What you need to do:
Anywhere the string "concrete" shows up in the listing below, copy the line it is in.

══ Data listing ══

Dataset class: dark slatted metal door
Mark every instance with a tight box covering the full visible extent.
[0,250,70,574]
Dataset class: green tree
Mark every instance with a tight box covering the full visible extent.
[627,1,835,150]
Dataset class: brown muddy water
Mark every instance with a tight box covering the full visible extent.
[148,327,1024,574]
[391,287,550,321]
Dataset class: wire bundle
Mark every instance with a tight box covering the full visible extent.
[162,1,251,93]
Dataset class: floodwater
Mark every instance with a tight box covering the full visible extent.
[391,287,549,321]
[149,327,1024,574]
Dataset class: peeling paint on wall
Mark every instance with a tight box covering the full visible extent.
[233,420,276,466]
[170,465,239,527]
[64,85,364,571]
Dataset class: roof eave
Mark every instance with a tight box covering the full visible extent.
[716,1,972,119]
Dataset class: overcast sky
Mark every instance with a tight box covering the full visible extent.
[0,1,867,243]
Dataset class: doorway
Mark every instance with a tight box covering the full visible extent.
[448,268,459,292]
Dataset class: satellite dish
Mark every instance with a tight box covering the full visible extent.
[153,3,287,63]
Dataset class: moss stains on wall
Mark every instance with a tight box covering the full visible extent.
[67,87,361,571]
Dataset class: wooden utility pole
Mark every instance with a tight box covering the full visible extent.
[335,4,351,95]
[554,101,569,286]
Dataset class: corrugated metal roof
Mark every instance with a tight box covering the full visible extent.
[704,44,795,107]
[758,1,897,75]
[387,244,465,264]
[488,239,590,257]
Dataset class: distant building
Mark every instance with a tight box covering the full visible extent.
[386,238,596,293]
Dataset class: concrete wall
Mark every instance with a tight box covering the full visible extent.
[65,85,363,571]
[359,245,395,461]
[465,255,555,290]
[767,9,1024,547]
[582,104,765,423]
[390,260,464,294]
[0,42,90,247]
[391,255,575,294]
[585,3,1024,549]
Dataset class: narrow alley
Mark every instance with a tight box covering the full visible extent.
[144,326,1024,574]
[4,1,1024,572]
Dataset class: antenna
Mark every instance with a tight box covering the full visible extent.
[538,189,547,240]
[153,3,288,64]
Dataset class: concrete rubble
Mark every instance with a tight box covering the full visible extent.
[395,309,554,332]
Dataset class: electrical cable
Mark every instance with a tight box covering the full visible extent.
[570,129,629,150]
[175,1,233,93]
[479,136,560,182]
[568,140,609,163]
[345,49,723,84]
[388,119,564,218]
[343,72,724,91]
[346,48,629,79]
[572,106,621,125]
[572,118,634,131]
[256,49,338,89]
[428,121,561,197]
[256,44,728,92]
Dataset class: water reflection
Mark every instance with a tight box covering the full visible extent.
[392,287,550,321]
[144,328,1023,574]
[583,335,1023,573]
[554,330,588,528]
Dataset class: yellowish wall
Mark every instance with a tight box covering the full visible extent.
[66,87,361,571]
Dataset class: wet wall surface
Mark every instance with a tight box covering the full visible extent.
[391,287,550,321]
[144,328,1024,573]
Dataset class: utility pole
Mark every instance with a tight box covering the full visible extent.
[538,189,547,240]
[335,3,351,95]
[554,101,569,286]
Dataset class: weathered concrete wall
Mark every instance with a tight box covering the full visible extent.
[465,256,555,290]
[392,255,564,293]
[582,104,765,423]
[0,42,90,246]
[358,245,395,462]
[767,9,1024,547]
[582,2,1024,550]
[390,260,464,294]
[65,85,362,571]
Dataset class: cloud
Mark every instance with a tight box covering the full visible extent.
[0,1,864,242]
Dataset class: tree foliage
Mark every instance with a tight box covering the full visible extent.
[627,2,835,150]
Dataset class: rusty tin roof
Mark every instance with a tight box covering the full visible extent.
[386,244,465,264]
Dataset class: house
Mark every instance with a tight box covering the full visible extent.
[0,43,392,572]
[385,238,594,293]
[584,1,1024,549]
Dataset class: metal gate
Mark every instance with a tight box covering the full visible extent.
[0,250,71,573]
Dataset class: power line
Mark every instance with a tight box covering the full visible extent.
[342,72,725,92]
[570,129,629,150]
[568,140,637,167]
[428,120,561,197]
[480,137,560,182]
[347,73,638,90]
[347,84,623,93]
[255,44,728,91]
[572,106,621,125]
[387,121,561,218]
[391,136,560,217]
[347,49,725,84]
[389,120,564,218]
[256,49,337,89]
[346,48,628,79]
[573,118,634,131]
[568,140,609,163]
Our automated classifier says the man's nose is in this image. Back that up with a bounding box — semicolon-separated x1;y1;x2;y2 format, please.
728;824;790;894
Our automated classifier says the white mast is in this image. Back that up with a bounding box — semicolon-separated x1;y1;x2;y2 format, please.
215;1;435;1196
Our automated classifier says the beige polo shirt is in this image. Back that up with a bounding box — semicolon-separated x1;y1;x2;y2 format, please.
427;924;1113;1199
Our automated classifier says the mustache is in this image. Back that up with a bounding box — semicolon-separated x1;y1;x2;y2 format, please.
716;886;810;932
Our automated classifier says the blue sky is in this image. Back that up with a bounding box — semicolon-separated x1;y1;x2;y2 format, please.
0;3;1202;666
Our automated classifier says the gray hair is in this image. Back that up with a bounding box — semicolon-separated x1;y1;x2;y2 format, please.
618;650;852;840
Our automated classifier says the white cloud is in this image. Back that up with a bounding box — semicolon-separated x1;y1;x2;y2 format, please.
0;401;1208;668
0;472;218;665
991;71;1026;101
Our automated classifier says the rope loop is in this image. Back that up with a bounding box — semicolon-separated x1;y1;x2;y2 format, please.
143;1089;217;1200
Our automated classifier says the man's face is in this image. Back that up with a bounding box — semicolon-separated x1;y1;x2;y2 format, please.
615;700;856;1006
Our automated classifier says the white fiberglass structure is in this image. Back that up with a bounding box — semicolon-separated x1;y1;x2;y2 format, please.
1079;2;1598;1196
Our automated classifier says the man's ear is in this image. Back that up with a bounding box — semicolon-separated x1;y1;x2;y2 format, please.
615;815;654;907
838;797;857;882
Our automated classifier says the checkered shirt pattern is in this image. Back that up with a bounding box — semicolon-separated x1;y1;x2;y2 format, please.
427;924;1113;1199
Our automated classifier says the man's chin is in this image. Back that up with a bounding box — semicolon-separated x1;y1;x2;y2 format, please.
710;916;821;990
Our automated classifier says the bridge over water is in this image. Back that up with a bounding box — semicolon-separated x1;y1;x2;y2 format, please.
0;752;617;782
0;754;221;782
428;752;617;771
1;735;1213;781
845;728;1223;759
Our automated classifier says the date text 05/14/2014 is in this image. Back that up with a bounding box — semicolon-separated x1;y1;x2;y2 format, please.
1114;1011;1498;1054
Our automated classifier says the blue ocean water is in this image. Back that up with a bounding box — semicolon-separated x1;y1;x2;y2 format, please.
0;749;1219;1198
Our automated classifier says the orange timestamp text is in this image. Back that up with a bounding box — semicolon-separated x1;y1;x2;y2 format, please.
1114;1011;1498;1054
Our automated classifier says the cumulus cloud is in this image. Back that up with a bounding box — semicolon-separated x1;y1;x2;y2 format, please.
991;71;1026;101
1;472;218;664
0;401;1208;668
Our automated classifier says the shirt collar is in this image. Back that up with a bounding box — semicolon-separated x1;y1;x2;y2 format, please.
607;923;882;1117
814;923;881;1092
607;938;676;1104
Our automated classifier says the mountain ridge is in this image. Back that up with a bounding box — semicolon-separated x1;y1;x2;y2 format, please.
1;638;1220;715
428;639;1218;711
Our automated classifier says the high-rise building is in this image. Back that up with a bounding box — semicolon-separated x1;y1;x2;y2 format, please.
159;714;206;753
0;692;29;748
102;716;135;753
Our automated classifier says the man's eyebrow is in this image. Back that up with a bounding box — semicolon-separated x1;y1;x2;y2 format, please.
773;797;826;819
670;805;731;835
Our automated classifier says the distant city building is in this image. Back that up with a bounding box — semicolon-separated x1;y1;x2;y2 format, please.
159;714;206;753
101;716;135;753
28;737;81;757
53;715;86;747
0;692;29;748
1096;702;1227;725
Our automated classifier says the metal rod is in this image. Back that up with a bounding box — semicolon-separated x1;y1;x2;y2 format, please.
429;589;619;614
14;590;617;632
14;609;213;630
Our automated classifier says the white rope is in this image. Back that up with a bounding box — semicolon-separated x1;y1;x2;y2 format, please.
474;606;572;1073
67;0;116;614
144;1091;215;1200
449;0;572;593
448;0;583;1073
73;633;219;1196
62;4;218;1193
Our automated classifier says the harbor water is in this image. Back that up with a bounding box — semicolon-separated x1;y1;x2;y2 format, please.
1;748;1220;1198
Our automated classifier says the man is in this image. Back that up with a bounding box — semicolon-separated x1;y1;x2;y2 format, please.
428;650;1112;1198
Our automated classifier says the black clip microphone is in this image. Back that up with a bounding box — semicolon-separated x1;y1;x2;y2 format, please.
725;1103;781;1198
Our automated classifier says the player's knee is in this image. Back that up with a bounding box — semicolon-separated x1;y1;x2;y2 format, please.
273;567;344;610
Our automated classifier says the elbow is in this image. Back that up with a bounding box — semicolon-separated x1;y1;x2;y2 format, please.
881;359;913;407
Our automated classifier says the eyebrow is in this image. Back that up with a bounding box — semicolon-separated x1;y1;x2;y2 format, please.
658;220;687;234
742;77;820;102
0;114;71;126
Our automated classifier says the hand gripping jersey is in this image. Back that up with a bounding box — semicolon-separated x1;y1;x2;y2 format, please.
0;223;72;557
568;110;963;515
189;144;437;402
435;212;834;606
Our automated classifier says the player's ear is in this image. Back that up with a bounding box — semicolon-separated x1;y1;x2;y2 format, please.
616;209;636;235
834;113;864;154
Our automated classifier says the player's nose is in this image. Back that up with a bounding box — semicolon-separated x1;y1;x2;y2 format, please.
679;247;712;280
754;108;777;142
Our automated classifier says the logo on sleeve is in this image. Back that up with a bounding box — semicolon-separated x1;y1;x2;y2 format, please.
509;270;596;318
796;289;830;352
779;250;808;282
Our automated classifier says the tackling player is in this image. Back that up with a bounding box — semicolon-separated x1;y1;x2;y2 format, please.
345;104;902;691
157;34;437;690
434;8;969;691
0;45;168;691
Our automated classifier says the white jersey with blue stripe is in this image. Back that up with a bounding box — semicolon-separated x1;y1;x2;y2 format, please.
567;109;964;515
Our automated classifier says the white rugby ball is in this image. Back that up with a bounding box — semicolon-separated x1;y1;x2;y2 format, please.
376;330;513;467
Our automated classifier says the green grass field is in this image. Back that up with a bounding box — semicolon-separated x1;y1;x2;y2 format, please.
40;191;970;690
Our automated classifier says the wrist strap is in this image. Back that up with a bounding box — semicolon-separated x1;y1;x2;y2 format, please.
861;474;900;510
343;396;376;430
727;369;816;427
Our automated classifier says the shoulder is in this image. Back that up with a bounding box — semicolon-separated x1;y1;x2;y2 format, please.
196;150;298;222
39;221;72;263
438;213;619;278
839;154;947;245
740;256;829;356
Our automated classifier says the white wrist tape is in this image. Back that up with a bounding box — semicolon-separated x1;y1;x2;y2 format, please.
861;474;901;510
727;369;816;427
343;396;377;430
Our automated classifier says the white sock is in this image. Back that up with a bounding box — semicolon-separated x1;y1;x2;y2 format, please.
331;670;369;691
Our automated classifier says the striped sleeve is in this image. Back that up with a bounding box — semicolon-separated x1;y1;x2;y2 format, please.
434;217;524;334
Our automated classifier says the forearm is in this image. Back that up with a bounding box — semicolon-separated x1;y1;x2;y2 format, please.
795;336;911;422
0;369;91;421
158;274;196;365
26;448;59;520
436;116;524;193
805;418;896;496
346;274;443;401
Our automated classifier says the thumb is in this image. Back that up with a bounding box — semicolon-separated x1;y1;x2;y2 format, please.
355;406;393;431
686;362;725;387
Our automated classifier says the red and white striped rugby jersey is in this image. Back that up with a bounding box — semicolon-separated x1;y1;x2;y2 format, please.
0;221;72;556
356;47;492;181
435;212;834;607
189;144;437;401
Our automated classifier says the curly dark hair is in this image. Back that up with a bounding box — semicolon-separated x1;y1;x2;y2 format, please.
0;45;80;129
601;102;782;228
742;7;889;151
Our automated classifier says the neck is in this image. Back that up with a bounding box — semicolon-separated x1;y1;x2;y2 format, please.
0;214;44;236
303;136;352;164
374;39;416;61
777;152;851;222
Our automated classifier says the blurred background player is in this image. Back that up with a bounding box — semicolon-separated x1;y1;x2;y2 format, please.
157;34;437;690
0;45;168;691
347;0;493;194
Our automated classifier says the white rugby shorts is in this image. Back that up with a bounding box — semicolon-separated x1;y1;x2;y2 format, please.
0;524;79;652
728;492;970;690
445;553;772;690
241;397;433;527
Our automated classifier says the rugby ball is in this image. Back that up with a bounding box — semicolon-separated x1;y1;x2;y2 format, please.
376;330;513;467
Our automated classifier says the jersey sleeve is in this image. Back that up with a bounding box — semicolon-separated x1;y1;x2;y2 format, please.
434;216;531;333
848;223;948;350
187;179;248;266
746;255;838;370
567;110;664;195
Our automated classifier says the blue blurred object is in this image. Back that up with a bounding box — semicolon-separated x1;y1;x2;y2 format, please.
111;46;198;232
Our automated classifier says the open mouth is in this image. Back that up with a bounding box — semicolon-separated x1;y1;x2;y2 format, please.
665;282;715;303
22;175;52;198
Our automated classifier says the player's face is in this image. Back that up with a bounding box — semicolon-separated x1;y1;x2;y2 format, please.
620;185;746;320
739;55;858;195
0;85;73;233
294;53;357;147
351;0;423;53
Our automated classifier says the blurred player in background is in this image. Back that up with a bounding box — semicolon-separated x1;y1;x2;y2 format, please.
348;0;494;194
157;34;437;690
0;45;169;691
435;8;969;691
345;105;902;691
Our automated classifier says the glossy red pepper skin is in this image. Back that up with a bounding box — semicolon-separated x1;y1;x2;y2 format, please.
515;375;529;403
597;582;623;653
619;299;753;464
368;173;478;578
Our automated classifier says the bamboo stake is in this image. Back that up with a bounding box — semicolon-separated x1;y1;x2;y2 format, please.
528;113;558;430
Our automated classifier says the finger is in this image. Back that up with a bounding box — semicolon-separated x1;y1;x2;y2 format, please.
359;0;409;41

═══

Answer to this task:
Dataset class: concrete wall
Dataset class: concrete rubble
Dataset class: weathered concrete wall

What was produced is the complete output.